» **Request**: Output every line of the records below as a numbered list, omitting any blank lines.

» **Excerpts from a detection dataset**:
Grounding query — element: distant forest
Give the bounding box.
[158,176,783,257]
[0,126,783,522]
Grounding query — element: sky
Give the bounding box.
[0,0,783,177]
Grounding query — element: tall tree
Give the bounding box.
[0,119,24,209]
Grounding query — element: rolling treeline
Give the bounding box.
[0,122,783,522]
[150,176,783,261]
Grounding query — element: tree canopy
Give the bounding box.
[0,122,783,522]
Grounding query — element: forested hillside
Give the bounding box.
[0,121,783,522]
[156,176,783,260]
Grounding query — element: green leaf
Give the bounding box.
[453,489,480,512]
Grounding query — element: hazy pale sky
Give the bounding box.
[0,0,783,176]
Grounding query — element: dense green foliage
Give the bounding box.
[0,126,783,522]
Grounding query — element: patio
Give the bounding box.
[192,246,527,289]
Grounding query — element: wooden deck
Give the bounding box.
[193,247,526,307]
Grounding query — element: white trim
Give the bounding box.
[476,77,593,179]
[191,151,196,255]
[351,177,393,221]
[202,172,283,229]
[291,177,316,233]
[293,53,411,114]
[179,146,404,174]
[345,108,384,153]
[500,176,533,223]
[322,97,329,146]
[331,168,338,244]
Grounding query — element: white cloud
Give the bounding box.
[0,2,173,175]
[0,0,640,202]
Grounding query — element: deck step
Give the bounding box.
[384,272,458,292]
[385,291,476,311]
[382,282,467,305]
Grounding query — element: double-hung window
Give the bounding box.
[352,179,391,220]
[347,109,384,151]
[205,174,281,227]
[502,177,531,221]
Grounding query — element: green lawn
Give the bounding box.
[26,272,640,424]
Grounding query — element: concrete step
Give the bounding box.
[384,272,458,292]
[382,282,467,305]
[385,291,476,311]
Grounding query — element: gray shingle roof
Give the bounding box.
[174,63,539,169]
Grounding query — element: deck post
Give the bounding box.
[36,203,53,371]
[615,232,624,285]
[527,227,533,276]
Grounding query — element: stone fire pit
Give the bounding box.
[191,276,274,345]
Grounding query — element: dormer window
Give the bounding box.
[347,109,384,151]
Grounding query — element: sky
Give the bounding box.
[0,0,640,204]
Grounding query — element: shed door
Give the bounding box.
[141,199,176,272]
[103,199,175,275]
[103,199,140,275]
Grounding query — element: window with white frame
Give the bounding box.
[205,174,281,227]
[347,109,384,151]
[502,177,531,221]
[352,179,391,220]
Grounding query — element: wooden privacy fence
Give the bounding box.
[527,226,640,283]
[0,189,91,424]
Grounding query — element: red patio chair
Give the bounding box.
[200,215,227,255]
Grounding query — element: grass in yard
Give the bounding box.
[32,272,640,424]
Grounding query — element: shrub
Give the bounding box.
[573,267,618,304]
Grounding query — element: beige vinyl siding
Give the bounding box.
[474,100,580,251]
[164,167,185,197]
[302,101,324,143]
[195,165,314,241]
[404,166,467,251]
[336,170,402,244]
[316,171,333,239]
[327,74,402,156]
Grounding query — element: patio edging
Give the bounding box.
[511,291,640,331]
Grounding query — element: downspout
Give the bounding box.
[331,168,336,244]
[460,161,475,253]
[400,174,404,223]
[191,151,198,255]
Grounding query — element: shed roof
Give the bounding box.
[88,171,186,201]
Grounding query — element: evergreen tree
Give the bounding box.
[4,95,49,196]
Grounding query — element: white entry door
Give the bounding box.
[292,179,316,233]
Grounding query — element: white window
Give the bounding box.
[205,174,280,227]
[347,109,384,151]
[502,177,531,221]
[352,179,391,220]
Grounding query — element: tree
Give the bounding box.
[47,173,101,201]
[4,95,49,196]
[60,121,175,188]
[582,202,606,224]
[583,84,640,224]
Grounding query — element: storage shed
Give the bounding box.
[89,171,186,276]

» **Exercise output**:
1. Grounding query — element: distant forest
2. Give the bounding box.
3. [158,176,783,257]
4. [0,126,783,522]
5. Grounding query — element: sky
6. Give the bounding box.
7. [0,0,783,177]
8. Grounding query — element: tall tree
9. Give the bounding box.
10. [0,119,24,209]
11. Grounding query — element: rolling treeline
12. Give the bounding box.
13. [0,122,783,522]
14. [150,176,783,261]
15. Grounding query — element: tree canopy
16. Give the bounding box.
17. [0,122,783,522]
18. Grounding query — element: forested hillside
19. Give the bounding box.
20. [0,121,783,522]
21. [156,176,783,260]
22. Grounding query — element: green leaf
23. Give the bounding box.
24. [453,489,480,512]
25. Grounding query — element: hazy pale sky
26. Give the bounding box.
27. [0,0,783,176]
28. Grounding query — element: dense green foliage
29. Give the bounding box.
30. [0,126,783,522]
31. Grounding query — element: patio
32. Give the bounding box.
33. [192,246,527,289]
34. Grounding query — element: wooden deck
35. Give the bounding box.
36. [193,247,526,307]
37. Grounding query — element: white trim
38. Give the bounding box.
39. [476,77,593,179]
40. [191,151,196,255]
41. [351,177,393,221]
42. [202,172,283,229]
43. [291,177,316,233]
44. [293,53,411,114]
45. [179,146,404,174]
46. [345,108,384,153]
47. [500,176,533,223]
48. [322,97,329,146]
49. [331,168,338,244]
50. Grounding query — element: white cloud
51. Give the bounding box.
52. [0,2,173,175]
53. [0,0,640,202]
54. Grounding query — element: deck step
55. Give the bounding box.
56. [384,272,458,292]
57. [385,291,476,311]
58. [382,282,467,305]
59. Grounding query — element: double-hung window
60. Give the bounding box.
61. [352,179,391,220]
62. [347,109,384,151]
63. [205,174,281,227]
64. [502,177,531,221]
65. Grounding query — element: green lawn
66. Give the bounding box.
67. [26,272,640,424]
68. Grounding query — element: concrete step
69. Give the bounding box.
70. [384,272,458,292]
71. [382,282,467,305]
72. [385,291,476,311]
73. Grounding query — element: gray shingle roof
74. Give the bounding box.
75. [174,63,539,169]
76. Grounding query — element: deck post
77. Give the bounding box.
78. [36,203,53,371]
79. [615,232,624,285]
80. [527,227,533,276]
81. Grounding query — element: stone fire pit
82. Give the bounding box.
83. [191,276,274,345]
84. Grounding query — element: dormer window
85. Give the bounding box.
86. [347,109,384,151]
87. Grounding query — element: sky
88. Give the bounding box.
89. [0,0,640,204]
90. Grounding query — element: shed door
91. Give the bounding box.
92. [141,199,176,272]
93. [103,199,175,275]
94. [103,199,140,275]
95. Grounding query — element: window with white frame
96. Give the bounding box.
97. [205,174,281,227]
98. [347,109,384,151]
99. [502,177,531,221]
100. [352,179,391,220]
101. Grounding query — element: wooden privacy fence
102. Give the bounding box.
103. [527,226,640,283]
104. [0,189,91,424]
105. Grounding query — element: red patio chair
106. Give the bounding box.
107. [200,215,227,255]
108. Grounding query — element: grass in yard
109. Give the bounding box.
110. [32,272,640,424]
111. Grounding query — element: shrub
112. Give the bounding box.
113. [573,267,618,304]
114. Grounding query — element: beige vinyl siding
115. Give the bounding box.
116. [474,100,580,251]
117. [164,167,185,197]
118. [302,101,324,143]
119. [195,165,314,241]
120. [404,166,467,251]
121. [336,170,402,244]
122. [316,171,333,239]
123. [327,74,402,156]
124. Grounding query — element: patio edging
125. Give the bounding box.
126. [511,291,640,331]
127. Grounding query — element: downspout
128. Give the bounding box.
129. [331,168,336,244]
130. [460,161,475,253]
131. [400,174,404,223]
132. [191,151,198,255]
133. Grounding query — element: shed roof
134. Give the bounding box.
135. [88,171,186,201]
136. Grounding query — element: evergreen tree
137. Give the bounding box.
138. [4,95,49,196]
139. Grounding query — element: white entry door
140. Give the bounding box.
141. [292,179,316,233]
142. Grounding query — element: white window
143. Give the bounding box.
144. [205,174,280,227]
145. [347,109,384,151]
146. [502,177,531,221]
147. [352,179,391,220]
148. Grounding query — element: tree
149. Give the bounding box.
150. [47,173,101,201]
151. [4,95,49,196]
152. [60,121,175,188]
153. [582,202,606,224]
154. [583,84,640,224]
155. Grounding query — element: storage shed
156. Give the bounding box.
157. [89,171,186,276]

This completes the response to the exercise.